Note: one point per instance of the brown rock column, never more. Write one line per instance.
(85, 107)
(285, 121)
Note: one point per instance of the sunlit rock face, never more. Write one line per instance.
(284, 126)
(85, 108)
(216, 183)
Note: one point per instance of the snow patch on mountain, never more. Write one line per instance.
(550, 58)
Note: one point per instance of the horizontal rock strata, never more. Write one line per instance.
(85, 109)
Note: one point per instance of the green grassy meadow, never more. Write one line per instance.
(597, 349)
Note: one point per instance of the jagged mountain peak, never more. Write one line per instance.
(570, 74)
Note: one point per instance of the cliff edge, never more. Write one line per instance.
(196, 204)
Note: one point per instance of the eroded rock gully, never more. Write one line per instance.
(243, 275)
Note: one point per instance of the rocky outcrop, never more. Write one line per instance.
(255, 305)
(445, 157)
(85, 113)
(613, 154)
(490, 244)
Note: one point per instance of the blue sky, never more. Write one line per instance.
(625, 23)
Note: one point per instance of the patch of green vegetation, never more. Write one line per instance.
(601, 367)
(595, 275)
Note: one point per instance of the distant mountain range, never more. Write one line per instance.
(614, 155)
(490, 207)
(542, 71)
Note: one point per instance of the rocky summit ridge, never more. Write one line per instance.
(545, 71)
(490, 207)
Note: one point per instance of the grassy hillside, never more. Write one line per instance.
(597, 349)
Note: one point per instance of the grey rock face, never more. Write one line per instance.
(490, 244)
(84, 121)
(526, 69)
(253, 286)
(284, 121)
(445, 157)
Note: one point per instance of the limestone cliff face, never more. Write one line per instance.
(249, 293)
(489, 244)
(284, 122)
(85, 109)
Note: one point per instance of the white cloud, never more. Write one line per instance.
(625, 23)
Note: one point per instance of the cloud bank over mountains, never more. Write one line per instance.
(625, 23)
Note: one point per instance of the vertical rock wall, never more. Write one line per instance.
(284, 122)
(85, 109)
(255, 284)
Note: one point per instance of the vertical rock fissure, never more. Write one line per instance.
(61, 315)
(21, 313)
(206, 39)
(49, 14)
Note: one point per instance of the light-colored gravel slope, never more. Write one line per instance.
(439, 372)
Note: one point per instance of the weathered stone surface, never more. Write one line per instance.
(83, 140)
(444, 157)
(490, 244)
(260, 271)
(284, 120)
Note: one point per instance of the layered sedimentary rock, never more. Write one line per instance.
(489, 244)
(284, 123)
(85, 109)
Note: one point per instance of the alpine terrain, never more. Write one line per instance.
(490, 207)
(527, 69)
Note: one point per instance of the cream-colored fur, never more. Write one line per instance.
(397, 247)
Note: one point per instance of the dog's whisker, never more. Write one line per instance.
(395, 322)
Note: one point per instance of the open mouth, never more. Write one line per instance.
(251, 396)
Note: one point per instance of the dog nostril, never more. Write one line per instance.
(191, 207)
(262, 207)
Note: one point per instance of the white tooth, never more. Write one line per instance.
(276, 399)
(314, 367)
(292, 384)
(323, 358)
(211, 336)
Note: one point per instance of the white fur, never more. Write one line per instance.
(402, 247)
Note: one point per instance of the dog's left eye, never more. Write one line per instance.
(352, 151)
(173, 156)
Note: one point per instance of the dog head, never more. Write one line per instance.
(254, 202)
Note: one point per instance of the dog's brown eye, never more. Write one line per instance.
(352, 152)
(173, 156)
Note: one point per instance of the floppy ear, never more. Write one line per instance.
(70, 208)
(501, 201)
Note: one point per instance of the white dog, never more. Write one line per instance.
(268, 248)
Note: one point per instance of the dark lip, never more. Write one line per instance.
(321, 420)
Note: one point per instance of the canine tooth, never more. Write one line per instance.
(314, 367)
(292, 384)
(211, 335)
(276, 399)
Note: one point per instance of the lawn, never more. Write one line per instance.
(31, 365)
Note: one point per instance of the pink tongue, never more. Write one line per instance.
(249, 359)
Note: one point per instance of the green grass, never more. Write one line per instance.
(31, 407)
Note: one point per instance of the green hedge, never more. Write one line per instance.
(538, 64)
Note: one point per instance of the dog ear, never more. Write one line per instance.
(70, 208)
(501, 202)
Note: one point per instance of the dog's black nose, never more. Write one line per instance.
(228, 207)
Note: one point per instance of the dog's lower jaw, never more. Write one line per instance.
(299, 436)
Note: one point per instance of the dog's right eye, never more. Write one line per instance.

◆ ◆ ◆ ◆ ◆ ◆ ◆

_Given exercise_
Reproduce all the entries above, swapping "Note" for "Reminder" wherever it occurs and leaving every other word and line unchanged.

_Exercise solution_
Reminder: one point per instance of the brown rock column, never more. Write one line per instance.
(85, 107)
(285, 121)
Reminder: one point per instance of the sunlit rock face, never more. Write one line per instance.
(284, 126)
(85, 108)
(216, 183)
Reminder: one point per instance of the snow patch on mountain, never more. Write one line per instance.
(550, 58)
Reminder: one point per instance of the horizontal rock strata, never more. Write one line per instance.
(85, 109)
Reminder: one point per instance of the green grassy meadow, never more. Write one line per instance.
(597, 349)
Reminder: one point per instance of the jagged mountain peak, never more. Write one line per instance.
(570, 74)
Reminder: one point per instance of the cliff edge, never more. Write one line per instance.
(196, 204)
Reminder: one point per instance of the eroded rock gully, never more. Write one line per instance.
(243, 275)
Reminder: one point per instance of the rocky outcrop, never more. Write one line per instance.
(255, 305)
(445, 157)
(85, 113)
(613, 154)
(490, 244)
Reminder: one point per instance of the blue sky, never more. Write one line per instance.
(625, 23)
Reminder: one point per instance of the patch of green vegetation, never more. Write one line per instance.
(601, 367)
(595, 275)
Reminder: one point per instance of the distant mountain range, never more. Write one line per instance.
(614, 155)
(490, 207)
(542, 71)
Reminder: one point per instance of the rocky summit ridge, never more. Write one line per instance.
(545, 71)
(490, 207)
Reminder: one point per instance of the grassy hillside, never more. Write one line per instance.
(597, 349)
Reminder: one point per instance of the grey rock face, never more. Write one line per instance.
(490, 244)
(84, 121)
(526, 69)
(253, 286)
(284, 121)
(445, 157)
Reminder: one point per instance of the limestone cliff face, never more. Write one line per instance.
(249, 293)
(489, 244)
(284, 122)
(85, 109)
Reminder: one point per instance of the white cloud, never more. Write one line per instance.
(625, 23)
Reminder: one point per instance of the cloud bank over mountains, never more. Write one line per instance.
(625, 23)
Reminder: one point per instance of the vertical rock wall, never more. Write one line per instance.
(284, 122)
(85, 109)
(255, 284)
Reminder: one point per instance of the vertical rock fissure, never more. Write one line per instance.
(61, 315)
(21, 313)
(206, 39)
(49, 14)
Reminder: one point per instance of the light-colored gravel slope, never more. Write one line per instance.
(439, 372)
Reminder: one point per instance of the weathered stone surface, never more. Write one line per instance.
(83, 140)
(444, 157)
(490, 244)
(260, 271)
(284, 120)
Reminder: one point per instance of the layered sedimentary rock, never more. Write one line per instance.
(489, 244)
(284, 123)
(85, 109)
Reminder: one point per instance of the alpine terrain, never more. Write one line per instance.
(490, 207)
(527, 69)
Reminder: one point per instance of the cream-colored fur, never more. Write one line per instance.
(397, 247)
Reminder: one point per instance of the dog's whisker, never more. Write one line per instance.
(395, 322)
Reminder: one point per instance of the open mouth, never more. Write one line per instance.
(251, 396)
Reminder: one point per instance of the dog nostril, never more. Write one line per instance.
(191, 207)
(262, 207)
Reminder: one point per instance of the white tooth, never more. Write one line per instance.
(276, 399)
(314, 367)
(292, 384)
(323, 358)
(211, 336)
Reminder: one point per instance of the white fur, never more. Write one line per instance.
(402, 247)
Reminder: one point per instance of the dog's left eye, never more. Write one line per instance.
(352, 151)
(173, 156)
Reminder: one point per instance of the dog head, never more. Write one line per instance.
(254, 202)
Reminder: one point per instance of the dog's brown eye, never more. Write one line per instance.
(352, 152)
(173, 156)
Reminder: one point per instance of the floppy ear, never more. Write one line per instance.
(70, 208)
(501, 201)
Reminder: one point per instance of the white dog, never more. Write one line per instance.
(268, 248)
Reminder: one point per instance of the dark lip, never more. Write one line per instance.
(321, 420)
Reminder: one point per instance of the canine tooth, never more. Write one line per instance.
(314, 367)
(292, 384)
(211, 335)
(276, 399)
Reminder: one point per instance of the lawn, never more. Write one line per instance.
(31, 365)
Reminder: one point per instance of the pink tongue, never more. Write one line per instance.
(249, 359)
Reminder: one point per instance of the green grass, never more. Write one line per instance.
(31, 407)
Reminder: one point per instance of the green hedge, never more. Write one line per instance.
(538, 64)
Reminder: one point per instance of the dog ear, never more. Write one line per instance.
(70, 208)
(501, 202)
Reminder: one point per instance of the dog's black nose, never more. Write one line per instance.
(228, 207)
Reminder: one point per instance of the dog's lower jaw, never more. Write one line per instance.
(299, 436)
Reminder: one point per instance of the dog's right eye, never more. Write one line per instance.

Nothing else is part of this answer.